• _Task inputs_
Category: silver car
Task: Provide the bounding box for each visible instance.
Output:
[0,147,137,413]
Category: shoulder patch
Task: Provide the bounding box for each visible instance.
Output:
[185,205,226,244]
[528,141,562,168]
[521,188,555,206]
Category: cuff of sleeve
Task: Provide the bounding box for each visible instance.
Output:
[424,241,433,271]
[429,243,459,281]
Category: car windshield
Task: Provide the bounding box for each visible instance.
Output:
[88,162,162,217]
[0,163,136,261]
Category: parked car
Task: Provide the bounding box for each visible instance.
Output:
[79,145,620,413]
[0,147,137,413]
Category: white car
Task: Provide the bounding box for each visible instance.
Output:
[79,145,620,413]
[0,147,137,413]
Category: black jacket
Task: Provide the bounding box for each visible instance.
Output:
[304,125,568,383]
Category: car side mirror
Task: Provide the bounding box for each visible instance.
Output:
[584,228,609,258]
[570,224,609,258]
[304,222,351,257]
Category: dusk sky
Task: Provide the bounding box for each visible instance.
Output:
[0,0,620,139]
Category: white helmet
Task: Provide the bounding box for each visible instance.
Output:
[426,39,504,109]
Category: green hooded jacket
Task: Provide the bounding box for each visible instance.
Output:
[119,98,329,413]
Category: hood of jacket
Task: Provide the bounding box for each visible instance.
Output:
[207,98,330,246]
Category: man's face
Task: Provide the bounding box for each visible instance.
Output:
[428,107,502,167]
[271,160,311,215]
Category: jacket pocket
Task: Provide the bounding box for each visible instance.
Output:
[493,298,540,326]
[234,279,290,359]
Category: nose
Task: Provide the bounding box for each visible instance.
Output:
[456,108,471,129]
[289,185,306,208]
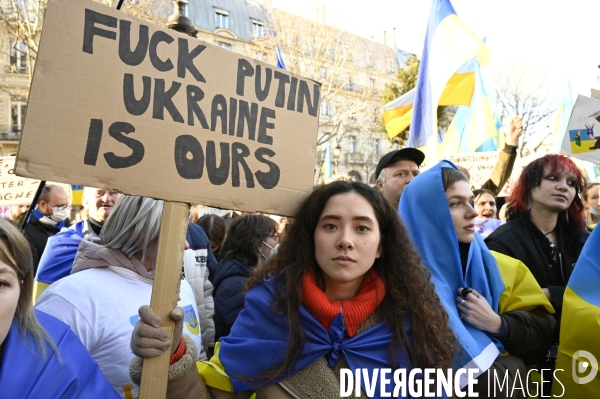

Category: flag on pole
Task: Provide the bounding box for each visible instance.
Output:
[552,227,600,398]
[321,143,333,183]
[383,72,475,138]
[438,58,498,154]
[408,0,490,165]
[275,46,285,69]
[554,80,574,152]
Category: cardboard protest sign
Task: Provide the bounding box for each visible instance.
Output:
[16,0,320,215]
[560,95,600,164]
[0,157,40,206]
[440,151,499,189]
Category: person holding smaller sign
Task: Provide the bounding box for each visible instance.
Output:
[473,188,504,238]
[399,161,554,398]
[213,215,279,341]
[36,196,202,399]
[583,183,600,231]
[25,185,69,275]
[126,181,455,399]
[33,187,121,302]
[0,220,119,399]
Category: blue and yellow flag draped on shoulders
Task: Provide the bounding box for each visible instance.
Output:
[0,311,120,399]
[438,47,501,155]
[398,161,553,387]
[552,228,600,399]
[408,0,490,165]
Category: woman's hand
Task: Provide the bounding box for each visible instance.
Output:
[131,305,184,358]
[456,287,502,334]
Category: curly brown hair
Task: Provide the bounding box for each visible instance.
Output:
[247,181,456,382]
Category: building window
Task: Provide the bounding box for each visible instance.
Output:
[215,10,229,29]
[10,97,27,132]
[321,101,329,116]
[348,136,356,154]
[373,139,379,155]
[10,40,27,72]
[252,21,265,37]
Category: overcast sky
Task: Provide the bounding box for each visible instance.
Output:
[272,0,600,97]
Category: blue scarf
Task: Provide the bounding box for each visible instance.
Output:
[219,278,426,398]
[398,161,505,385]
[0,310,120,399]
[35,220,85,284]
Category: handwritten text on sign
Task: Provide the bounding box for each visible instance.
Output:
[17,0,320,214]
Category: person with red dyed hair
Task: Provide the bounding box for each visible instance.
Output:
[485,155,589,376]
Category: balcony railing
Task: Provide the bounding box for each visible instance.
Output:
[0,125,21,141]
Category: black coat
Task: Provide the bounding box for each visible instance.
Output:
[25,217,60,276]
[213,258,254,342]
[185,223,218,283]
[485,214,589,341]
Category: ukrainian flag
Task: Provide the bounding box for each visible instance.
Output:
[438,58,498,154]
[321,143,332,183]
[408,0,490,162]
[554,80,574,152]
[552,228,600,399]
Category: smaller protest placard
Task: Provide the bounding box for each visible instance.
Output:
[0,157,40,206]
[560,95,600,164]
[440,151,499,189]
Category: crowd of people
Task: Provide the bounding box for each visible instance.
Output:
[0,125,600,399]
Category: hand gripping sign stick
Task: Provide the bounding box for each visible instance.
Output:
[139,201,190,399]
[108,0,190,399]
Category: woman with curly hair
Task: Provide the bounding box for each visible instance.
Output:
[399,161,554,398]
[127,181,455,399]
[0,219,119,399]
[485,155,589,368]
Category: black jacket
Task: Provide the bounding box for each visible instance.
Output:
[213,258,254,342]
[185,223,218,284]
[25,217,60,276]
[485,214,589,340]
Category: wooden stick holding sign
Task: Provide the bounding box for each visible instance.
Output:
[15,0,321,399]
[139,201,190,399]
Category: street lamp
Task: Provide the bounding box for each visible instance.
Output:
[333,144,342,175]
[167,0,196,37]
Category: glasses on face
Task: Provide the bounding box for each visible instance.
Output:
[96,190,121,198]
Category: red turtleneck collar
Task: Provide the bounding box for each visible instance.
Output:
[302,268,385,337]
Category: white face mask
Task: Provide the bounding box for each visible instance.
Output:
[260,241,279,260]
[48,205,67,223]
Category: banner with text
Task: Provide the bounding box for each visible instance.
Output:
[0,157,40,206]
[16,0,320,215]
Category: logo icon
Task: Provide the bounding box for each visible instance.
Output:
[571,350,598,384]
[183,305,200,335]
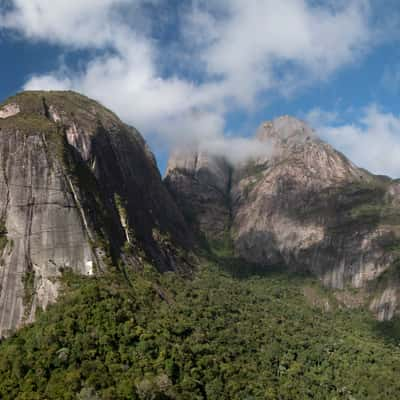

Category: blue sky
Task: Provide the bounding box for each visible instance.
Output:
[0,0,400,177]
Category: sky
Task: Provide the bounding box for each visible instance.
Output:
[0,0,400,178]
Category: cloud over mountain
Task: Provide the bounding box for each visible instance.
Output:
[0,0,380,164]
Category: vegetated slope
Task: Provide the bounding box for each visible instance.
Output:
[0,263,400,400]
[0,92,190,337]
[165,116,400,320]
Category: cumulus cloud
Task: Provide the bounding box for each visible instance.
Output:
[307,104,400,178]
[0,0,372,161]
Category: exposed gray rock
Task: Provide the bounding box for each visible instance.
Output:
[166,116,400,318]
[164,152,231,240]
[0,92,191,336]
[0,103,20,119]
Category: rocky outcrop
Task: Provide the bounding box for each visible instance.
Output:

• _Given task_
Rewrite all of the material above with every "visible instance" changed to "visible object" and nothing else altered. Leave the pictures out.

• _Task response_
Category: silver car
Task: Provide the bounding box for each visible object.
Output:
[0,147,137,413]
Category: shoulder patch
Task: Provide the bounding box for each visible object.
Output:
[185,205,226,244]
[528,141,562,168]
[521,188,555,206]
Category: cuff of sleeve
Task: Provide the bounding box for each visible object.
Output:
[424,241,433,271]
[429,243,459,281]
Category: car windshield
Task: Provide the bounding box for each visible object.
Output:
[88,162,162,217]
[0,163,136,261]
Category: parked car
Task: Provide the bounding box for each visible object.
Output:
[79,145,620,413]
[0,147,137,413]
Category: white car
Task: Provide the bounding box for each visible object.
Output:
[79,145,620,413]
[0,147,137,413]
Category: black jacket
Task: Provide the bounding box for each visible object.
Output:
[304,125,568,383]
Category: car side mirror
Task: Provide the bounding box for each visible object.
Output:
[584,228,609,258]
[570,224,609,258]
[304,222,351,257]
Category: dusk sky
Task: Provide the bounding box for each visible object.
Output:
[0,0,620,139]
Category: white helmet
Task: Provide the bounding box for each visible object.
Output:
[426,39,504,109]
Category: green hooded jacket
Task: Provide the bounding box for each visible object.
Output:
[119,98,329,413]
Category: hood of jacket
Task: Provide the bounding box for each visible object.
Output:
[207,98,330,246]
Category: man's face
Task: Provide the bounding box for each visible object.
Output:
[428,107,502,167]
[271,160,311,215]
Category: jacket pocket
Task: Provide the bounding box for each visible object.
Output:
[493,298,540,326]
[234,279,290,359]
Category: nose
Task: Provide the bounding box for each visible object.
Output:
[456,108,471,129]
[289,185,306,208]

Category: flag on pole
Task: Provide the bounding box for each visible object.
Output:
[552,227,600,398]
[321,143,333,183]
[383,72,475,138]
[438,58,498,154]
[408,0,490,165]
[275,46,285,69]
[554,80,574,152]
Category: cardboard protest sign
Task: Provide the bounding box for each visible object.
Output:
[16,0,320,215]
[560,95,600,164]
[0,157,40,206]
[440,151,499,189]
Category: person holding smaller sign
Task: Provide the bounding box for each visible object.
Output:
[473,188,504,238]
[399,161,554,398]
[213,215,279,341]
[36,196,202,399]
[583,183,600,231]
[25,185,69,275]
[126,181,455,399]
[33,187,121,302]
[0,220,119,399]
Category: blue and yellow flag draped on shoulders
Task: Provide the bounding box for each visible object.
Output:
[0,311,120,399]
[438,47,501,155]
[398,161,553,387]
[552,228,600,399]
[408,0,490,165]
Category: woman's hand
Task: Provide the bounding box for each visible object.
Output:
[131,305,184,358]
[456,287,502,334]
Category: curly brown hair
Task: Provide the bounding box for each visible object.
Output:
[247,181,456,382]
Category: building window
Task: Provide the bounding box for each visible object.
Output:
[215,10,229,29]
[10,97,27,132]
[321,101,329,116]
[348,136,356,154]
[373,139,379,155]
[10,40,27,72]
[252,21,265,37]
Category: overcast sky
Task: Provide the bounding box for each visible object.
Output:
[272,0,600,97]
Category: blue scarf
Task: Provide the bounding box for each visible object.
Output:
[219,278,426,398]
[398,161,505,385]
[0,310,120,399]
[35,220,85,284]
Category: handwritten text on sign
Task: Provide the bounding box for each visible object.
Output:
[17,0,320,214]
Category: person with red dyed hair
Task: Provide the bounding box for each visible object.
Output:
[485,155,589,376]
Category: balcony railing
Task: Provide the bounding box for each visible object.
Output:
[0,125,21,141]
Category: black coat
Task: Provide the bounding box for each visible object.
Output:
[25,217,60,276]
[213,258,254,342]
[185,223,218,283]
[485,214,589,341]
Category: ukrainian flag
Task: Provide the bounding box for each visible object.
Output:
[438,58,498,154]
[321,143,332,183]
[408,0,490,162]
[554,80,574,152]
[552,228,600,399]
Category: smaller protest placard
Task: Provide the bounding box for each visible object.
Output:
[0,157,40,206]
[560,95,600,164]
[440,151,499,189]
Category: crowd of people
Task: Provide the bounding box for each visible object.
Output:
[0,125,600,399]
Category: hand gripping sign stick
Task: Provide the bounding box for each visible object.
Output:
[139,201,190,399]
[108,0,190,399]
Category: woman with curly hair
Task: Provide the bounding box for each visible object.
Output:
[399,161,554,398]
[127,181,455,399]
[0,219,119,399]
[485,155,589,368]
Category: black jacket
Task: Provide the bounding box for each visible object.
Output:
[213,258,254,342]
[185,223,218,284]
[25,217,60,276]
[485,214,589,340]
Category: wooden stick holding sign
Task: Provide the bounding box for each visible object.
Output:
[15,0,321,399]
[139,201,190,399]
Category: street lamp
Task: Provide the bounding box for each visible object.
Output:
[333,144,342,175]
[167,0,196,37]
Category: glasses on face
Task: Provide the bounding box for each visible object.
Output:
[96,190,121,198]
Category: red turtleneck collar
Task: Provide the bounding box for each visible object.
Output:
[302,268,385,337]
Category: white face mask
Task: Provide the bounding box for each visible object.
Output:
[260,241,279,260]
[48,205,67,223]
Category: banner with text
Task: Provide the bounding box for each visible object.
Output:
[0,157,40,206]
[16,0,320,215]
Category: logo icon
Task: Provide the bounding box for each visible object.
Output:
[571,350,598,384]
[183,305,200,335]

Category: blue sky
Task: Provide the bounding box for each visible object.
Output:
[0,0,400,177]
Category: sky
Task: Provide the bounding box for each visible object.
Output:
[0,0,400,178]
Category: cloud over mountain
Task: Provide the bounding box for each visible object.
Output:
[0,0,380,164]
Category: vegetated slope
Task: Provide the bounding box for each visible object.
Output:
[0,263,400,400]
[0,92,190,337]
[165,116,400,320]
Category: cumulus cloud
Task: Provide the bounding box for each visible object.
Output:
[307,104,400,178]
[0,0,372,161]
Category: exposed gray rock
Task: Provide the bounding box for each visible object.
Output:
[166,116,400,318]
[164,152,231,240]
[0,92,191,336]
[0,103,20,119]
Category: rocky outcrop
Task: Provide the bounding box for each visible object.
Output:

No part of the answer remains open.